*Data*.
-- Opening Marker --

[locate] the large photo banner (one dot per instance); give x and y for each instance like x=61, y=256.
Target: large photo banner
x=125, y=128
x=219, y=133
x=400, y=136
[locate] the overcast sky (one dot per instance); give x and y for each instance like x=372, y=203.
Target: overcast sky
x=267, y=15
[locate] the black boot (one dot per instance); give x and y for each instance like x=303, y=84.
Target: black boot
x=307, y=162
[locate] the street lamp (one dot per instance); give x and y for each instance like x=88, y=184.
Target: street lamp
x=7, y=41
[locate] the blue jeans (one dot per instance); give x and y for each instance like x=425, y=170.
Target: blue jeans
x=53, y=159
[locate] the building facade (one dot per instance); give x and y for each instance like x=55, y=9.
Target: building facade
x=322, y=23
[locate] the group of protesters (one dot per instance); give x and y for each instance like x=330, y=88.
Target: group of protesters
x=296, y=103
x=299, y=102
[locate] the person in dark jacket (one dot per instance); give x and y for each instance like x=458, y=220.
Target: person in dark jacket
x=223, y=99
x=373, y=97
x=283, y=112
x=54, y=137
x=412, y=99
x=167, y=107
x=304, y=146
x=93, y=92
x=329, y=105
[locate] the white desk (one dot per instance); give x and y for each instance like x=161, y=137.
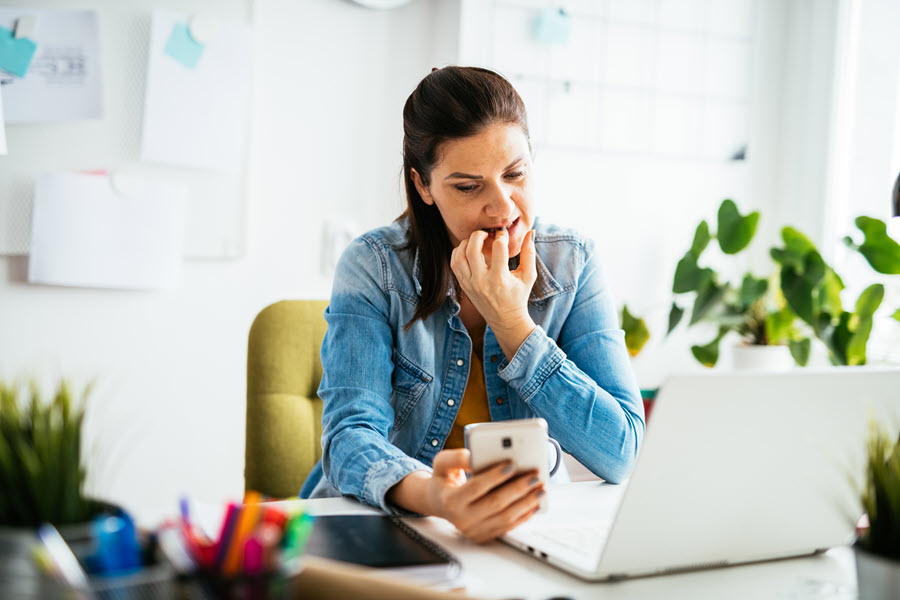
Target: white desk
x=497, y=571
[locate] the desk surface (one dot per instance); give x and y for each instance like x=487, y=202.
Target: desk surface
x=497, y=571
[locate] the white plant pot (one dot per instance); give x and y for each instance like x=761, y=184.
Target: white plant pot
x=761, y=358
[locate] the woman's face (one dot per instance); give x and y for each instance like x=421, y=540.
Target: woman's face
x=482, y=182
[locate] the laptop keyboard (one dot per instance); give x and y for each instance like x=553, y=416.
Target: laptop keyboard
x=584, y=536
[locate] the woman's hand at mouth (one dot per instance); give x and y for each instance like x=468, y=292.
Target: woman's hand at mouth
x=498, y=294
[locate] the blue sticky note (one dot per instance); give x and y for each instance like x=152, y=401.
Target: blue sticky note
x=182, y=47
x=553, y=26
x=15, y=54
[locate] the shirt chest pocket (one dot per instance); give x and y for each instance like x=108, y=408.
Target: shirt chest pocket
x=409, y=383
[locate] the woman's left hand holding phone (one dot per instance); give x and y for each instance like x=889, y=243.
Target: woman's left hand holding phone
x=483, y=507
x=498, y=294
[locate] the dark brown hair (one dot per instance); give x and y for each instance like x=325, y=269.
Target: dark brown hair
x=450, y=103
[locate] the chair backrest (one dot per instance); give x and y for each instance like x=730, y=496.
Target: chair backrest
x=284, y=412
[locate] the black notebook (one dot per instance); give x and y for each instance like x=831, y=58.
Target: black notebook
x=381, y=542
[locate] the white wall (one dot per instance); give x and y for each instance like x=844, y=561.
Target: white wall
x=168, y=413
x=331, y=79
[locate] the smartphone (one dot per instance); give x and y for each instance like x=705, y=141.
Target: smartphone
x=524, y=442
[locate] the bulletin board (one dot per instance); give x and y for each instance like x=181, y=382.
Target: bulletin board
x=215, y=221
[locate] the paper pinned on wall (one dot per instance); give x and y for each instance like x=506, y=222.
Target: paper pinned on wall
x=86, y=234
x=63, y=82
x=183, y=47
x=2, y=126
x=15, y=53
x=198, y=117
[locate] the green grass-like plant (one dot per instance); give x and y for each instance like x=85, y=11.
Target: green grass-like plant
x=881, y=494
x=41, y=474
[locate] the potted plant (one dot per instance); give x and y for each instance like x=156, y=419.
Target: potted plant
x=41, y=475
x=636, y=336
x=752, y=308
x=877, y=547
x=812, y=289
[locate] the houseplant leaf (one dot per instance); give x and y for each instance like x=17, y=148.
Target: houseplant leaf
x=708, y=298
x=866, y=305
x=636, y=332
x=688, y=275
x=828, y=298
x=882, y=252
x=778, y=325
x=708, y=355
x=800, y=350
x=701, y=239
x=752, y=289
x=675, y=314
x=735, y=231
x=798, y=293
x=836, y=337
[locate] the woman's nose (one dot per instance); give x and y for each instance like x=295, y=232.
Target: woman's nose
x=500, y=203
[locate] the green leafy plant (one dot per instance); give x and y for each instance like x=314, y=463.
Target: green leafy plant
x=41, y=474
x=812, y=289
x=752, y=308
x=636, y=331
x=881, y=494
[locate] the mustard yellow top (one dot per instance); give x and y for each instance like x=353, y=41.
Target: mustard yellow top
x=474, y=408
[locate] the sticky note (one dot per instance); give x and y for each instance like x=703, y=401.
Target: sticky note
x=15, y=54
x=182, y=47
x=553, y=26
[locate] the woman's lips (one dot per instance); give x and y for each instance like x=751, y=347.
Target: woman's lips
x=511, y=230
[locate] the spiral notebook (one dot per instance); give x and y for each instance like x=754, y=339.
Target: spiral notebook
x=382, y=542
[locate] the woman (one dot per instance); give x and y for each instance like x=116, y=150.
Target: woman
x=432, y=326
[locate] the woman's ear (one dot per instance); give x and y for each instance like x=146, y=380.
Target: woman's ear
x=420, y=187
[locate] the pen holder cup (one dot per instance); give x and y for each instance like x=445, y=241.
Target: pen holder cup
x=155, y=579
x=271, y=585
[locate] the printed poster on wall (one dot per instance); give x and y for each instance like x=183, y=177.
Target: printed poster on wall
x=63, y=79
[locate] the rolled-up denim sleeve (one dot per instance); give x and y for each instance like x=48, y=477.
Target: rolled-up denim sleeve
x=357, y=364
x=583, y=383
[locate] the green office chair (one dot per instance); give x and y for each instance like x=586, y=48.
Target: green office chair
x=284, y=412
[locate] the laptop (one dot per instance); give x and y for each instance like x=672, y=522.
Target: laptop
x=734, y=468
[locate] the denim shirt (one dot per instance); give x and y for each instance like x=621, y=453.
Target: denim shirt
x=391, y=395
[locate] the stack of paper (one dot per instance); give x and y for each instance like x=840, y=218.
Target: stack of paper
x=198, y=93
x=85, y=233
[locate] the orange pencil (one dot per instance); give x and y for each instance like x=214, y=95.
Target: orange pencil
x=247, y=523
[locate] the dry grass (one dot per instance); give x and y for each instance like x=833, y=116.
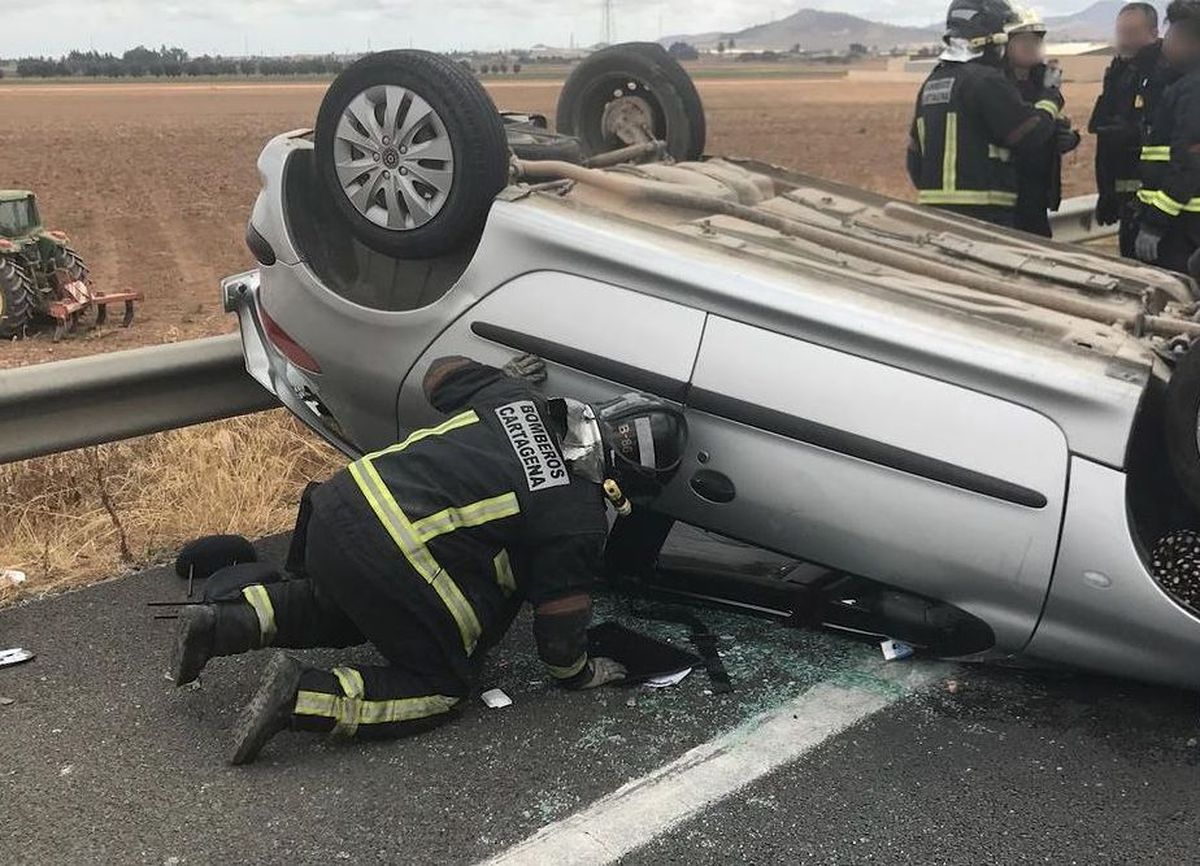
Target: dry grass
x=76, y=518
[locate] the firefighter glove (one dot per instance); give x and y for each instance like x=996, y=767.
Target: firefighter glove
x=1146, y=246
x=1108, y=209
x=528, y=367
x=601, y=672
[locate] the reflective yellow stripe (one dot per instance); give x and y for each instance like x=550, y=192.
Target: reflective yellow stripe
x=568, y=672
x=504, y=572
x=415, y=552
x=261, y=601
x=1002, y=154
x=371, y=711
x=951, y=152
x=463, y=420
x=967, y=197
x=349, y=708
x=1157, y=198
x=475, y=515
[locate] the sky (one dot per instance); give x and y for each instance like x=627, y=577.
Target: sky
x=318, y=26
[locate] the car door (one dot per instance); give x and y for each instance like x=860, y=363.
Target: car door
x=598, y=340
x=876, y=471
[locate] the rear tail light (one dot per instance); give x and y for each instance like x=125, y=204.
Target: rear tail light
x=282, y=341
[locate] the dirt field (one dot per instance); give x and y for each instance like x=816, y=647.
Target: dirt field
x=155, y=181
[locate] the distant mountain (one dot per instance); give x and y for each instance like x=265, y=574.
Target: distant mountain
x=834, y=31
x=1093, y=24
x=816, y=31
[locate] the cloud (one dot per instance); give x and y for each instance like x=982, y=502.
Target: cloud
x=281, y=26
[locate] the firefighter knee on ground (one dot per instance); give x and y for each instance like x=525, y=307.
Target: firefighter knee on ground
x=427, y=551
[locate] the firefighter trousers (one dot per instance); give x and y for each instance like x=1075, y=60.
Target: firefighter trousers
x=334, y=605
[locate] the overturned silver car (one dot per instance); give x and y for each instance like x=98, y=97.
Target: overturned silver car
x=964, y=437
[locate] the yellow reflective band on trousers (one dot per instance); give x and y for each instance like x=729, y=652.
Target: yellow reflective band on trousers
x=504, y=573
x=263, y=607
x=567, y=673
x=967, y=197
x=1157, y=198
x=353, y=710
x=415, y=552
x=459, y=421
x=951, y=152
x=474, y=515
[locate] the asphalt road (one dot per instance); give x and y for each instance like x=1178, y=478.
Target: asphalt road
x=103, y=761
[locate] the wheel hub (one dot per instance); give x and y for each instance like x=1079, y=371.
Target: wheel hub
x=629, y=119
x=394, y=157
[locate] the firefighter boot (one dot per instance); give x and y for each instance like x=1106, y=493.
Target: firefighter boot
x=269, y=711
x=207, y=631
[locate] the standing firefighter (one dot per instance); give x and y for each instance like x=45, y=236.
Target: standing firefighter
x=1038, y=174
x=1169, y=217
x=429, y=548
x=971, y=121
x=1133, y=84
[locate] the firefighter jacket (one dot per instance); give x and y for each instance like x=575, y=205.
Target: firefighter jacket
x=1132, y=89
x=970, y=124
x=484, y=512
x=1170, y=157
x=1039, y=173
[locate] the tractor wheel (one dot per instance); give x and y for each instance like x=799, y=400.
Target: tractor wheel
x=18, y=300
x=72, y=263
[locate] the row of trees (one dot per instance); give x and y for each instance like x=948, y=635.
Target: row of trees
x=169, y=62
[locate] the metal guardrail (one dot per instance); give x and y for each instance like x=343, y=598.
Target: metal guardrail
x=1075, y=221
x=55, y=407
x=48, y=408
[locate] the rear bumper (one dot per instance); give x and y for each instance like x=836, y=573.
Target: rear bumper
x=1104, y=612
x=295, y=389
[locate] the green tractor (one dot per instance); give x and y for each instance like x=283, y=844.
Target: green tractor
x=41, y=276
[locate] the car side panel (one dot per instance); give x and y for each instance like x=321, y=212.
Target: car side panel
x=879, y=471
x=598, y=340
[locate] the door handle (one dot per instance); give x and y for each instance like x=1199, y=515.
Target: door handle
x=713, y=486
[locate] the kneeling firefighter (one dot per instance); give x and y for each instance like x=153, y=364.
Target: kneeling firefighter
x=429, y=548
x=971, y=122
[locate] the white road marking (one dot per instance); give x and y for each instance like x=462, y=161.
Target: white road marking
x=647, y=807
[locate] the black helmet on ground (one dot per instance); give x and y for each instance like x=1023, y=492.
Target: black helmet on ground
x=981, y=23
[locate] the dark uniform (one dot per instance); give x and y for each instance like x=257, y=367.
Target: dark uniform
x=1039, y=174
x=427, y=549
x=1170, y=173
x=1132, y=89
x=970, y=125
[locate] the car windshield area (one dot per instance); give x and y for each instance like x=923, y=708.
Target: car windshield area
x=17, y=217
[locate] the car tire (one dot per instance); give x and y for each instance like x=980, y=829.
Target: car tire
x=1181, y=422
x=402, y=204
x=657, y=77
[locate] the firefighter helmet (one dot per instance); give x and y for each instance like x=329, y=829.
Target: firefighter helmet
x=981, y=23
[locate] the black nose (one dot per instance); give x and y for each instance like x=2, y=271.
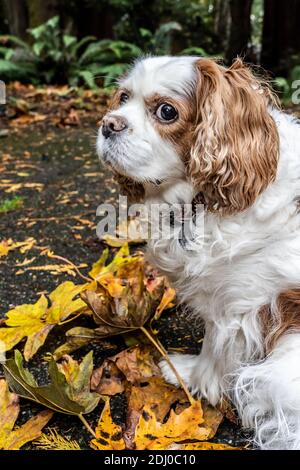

-- Closing Marker --

*Exercise*. Give back exactly the lines of the listing above that run from the line with "[locate] the car door" to the line with "[locate] the rear tail", inclusive.

*Output for this task*.
[locate] the car door (one dot per instance); give x and y for each instance like x=860, y=363.
Target: car door
x=598, y=340
x=876, y=471
[locate] the rear tail light (one dot per instance); give x and y for each instance like x=125, y=204.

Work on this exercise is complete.